DATA EXTRACT:
---+---

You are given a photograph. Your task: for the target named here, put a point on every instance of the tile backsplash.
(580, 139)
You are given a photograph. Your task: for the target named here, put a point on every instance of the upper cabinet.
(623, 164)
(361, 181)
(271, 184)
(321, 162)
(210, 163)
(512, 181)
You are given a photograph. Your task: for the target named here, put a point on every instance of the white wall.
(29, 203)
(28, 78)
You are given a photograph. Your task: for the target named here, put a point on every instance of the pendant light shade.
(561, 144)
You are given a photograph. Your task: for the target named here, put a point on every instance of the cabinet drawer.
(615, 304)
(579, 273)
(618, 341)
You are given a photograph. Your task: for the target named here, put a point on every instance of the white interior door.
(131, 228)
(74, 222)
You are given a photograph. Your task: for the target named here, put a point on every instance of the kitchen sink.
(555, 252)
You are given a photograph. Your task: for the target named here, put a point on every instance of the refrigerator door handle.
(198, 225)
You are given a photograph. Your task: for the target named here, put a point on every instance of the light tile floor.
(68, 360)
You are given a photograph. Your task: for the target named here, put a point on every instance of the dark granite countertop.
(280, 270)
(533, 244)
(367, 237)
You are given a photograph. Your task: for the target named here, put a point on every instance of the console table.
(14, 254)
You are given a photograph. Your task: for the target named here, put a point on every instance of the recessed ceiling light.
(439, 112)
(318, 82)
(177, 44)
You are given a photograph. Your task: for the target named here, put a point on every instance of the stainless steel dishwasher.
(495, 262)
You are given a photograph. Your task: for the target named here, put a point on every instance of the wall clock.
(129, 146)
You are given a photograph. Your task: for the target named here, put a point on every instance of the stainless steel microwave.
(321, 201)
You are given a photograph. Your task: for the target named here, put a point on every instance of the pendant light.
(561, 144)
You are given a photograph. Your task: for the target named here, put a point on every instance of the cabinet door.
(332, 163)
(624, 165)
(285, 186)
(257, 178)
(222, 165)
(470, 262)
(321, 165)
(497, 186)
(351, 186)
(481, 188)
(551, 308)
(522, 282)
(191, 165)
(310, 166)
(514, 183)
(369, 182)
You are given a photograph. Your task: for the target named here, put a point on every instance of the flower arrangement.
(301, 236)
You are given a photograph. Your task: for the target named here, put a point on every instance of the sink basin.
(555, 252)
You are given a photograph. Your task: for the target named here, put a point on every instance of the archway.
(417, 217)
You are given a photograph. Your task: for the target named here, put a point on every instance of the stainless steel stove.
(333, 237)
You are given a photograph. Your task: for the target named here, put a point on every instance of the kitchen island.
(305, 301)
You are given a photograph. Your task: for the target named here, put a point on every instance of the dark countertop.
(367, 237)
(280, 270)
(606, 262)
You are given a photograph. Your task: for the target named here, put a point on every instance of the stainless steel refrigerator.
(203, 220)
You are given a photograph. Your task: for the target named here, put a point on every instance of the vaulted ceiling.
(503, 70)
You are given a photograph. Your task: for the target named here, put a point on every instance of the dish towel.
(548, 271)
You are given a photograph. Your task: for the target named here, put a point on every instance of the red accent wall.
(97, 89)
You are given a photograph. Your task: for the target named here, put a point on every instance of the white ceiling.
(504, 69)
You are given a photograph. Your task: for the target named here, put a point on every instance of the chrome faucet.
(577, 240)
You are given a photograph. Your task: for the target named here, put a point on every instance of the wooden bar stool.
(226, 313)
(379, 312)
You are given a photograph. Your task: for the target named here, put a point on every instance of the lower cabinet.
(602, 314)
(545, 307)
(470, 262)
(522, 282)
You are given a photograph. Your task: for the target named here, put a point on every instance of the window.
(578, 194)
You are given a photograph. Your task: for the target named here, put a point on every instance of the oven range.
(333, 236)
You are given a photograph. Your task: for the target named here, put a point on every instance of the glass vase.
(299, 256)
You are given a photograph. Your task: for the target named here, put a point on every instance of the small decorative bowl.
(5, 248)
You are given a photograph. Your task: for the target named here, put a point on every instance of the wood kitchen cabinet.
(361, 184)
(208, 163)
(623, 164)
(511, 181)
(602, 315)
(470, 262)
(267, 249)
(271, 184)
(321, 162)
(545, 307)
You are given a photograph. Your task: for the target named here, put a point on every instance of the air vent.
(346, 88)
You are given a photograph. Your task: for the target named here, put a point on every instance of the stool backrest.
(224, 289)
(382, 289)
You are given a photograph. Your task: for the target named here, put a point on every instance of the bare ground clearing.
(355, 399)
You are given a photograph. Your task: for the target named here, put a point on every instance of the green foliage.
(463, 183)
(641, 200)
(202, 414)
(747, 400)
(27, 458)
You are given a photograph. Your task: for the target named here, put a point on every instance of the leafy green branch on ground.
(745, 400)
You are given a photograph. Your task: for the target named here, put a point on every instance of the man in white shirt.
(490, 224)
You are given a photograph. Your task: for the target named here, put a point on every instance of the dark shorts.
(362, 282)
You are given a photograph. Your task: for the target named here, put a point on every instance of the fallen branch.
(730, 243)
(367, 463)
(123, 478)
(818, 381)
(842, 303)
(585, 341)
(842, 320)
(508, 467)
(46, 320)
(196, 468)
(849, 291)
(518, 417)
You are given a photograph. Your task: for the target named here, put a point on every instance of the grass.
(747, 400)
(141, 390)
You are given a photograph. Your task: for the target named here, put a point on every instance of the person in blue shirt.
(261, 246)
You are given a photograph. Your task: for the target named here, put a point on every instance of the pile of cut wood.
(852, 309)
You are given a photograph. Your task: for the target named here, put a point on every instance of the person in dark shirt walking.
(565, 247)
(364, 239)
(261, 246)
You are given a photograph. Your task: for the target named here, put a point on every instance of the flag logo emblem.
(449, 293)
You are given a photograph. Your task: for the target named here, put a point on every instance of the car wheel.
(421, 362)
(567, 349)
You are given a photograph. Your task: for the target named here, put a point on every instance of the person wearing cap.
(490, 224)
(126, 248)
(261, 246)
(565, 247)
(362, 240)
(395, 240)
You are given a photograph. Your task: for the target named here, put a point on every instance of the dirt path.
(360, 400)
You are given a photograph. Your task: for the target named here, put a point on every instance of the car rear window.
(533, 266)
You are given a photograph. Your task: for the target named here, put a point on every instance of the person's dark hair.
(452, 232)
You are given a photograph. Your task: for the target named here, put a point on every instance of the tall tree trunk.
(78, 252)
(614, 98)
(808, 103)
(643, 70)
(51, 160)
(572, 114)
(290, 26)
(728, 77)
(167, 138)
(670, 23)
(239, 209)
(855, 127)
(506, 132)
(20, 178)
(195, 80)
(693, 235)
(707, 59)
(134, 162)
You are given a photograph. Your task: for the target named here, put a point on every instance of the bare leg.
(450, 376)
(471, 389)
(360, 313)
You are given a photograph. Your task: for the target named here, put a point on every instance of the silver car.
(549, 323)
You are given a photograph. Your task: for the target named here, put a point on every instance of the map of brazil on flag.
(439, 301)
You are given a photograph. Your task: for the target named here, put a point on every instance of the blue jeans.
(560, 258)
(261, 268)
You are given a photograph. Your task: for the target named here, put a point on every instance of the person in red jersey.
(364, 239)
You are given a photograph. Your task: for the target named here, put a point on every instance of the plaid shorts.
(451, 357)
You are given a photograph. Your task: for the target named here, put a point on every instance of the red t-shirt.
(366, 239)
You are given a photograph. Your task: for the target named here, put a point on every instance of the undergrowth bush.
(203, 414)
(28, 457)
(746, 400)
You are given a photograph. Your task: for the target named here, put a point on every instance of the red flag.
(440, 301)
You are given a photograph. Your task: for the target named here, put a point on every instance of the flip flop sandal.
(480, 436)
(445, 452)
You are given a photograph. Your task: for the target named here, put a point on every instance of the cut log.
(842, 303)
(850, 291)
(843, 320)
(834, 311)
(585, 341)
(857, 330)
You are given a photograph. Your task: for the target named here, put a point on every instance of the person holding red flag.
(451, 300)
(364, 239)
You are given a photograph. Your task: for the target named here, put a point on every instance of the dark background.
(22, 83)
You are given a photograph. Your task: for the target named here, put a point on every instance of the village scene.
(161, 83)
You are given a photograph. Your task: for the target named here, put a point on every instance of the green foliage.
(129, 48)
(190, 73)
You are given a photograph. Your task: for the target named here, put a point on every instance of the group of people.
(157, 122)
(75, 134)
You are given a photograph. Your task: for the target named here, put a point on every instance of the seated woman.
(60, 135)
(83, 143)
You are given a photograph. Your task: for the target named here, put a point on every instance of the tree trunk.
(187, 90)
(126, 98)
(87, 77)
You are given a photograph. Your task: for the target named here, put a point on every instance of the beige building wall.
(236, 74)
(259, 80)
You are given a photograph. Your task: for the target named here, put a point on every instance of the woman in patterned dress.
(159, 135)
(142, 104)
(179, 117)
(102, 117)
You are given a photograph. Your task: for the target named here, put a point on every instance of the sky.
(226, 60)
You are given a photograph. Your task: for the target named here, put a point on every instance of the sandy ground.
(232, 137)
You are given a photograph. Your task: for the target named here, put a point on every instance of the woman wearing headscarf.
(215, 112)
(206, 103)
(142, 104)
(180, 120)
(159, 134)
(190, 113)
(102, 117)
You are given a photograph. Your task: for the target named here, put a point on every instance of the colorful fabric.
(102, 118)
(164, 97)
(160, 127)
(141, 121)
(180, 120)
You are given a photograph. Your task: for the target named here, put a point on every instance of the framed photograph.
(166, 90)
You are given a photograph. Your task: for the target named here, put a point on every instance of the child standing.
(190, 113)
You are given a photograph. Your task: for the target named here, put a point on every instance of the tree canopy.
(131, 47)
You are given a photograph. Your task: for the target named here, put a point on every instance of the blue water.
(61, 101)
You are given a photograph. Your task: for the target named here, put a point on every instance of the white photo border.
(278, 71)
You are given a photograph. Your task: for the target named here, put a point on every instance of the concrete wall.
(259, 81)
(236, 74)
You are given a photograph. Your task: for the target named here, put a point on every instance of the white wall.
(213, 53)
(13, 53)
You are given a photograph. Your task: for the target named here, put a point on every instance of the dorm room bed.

---+---

TASK TO CARRY OUT: Each line from the one containing "the blue water." to the end of the records should be echoed exactly, and no other line.

THE RESULT:
You are given a photograph. Your task: for the target named here, put a point on every instance of the blue water.
(61, 101)
You are given a photograph. Your task: for the target named here, put a point on every instance of the white photo border.
(278, 71)
You are given a photograph. Your task: for the target named here, put a point on every instance of the concrete wall.
(259, 81)
(236, 74)
You are given a photograph. Your task: for the target named here, put a point on every instance of the white wall.
(213, 53)
(13, 53)
You are given a photograph. Your task: for the target named here, put a point on every instance of the dorm room bed.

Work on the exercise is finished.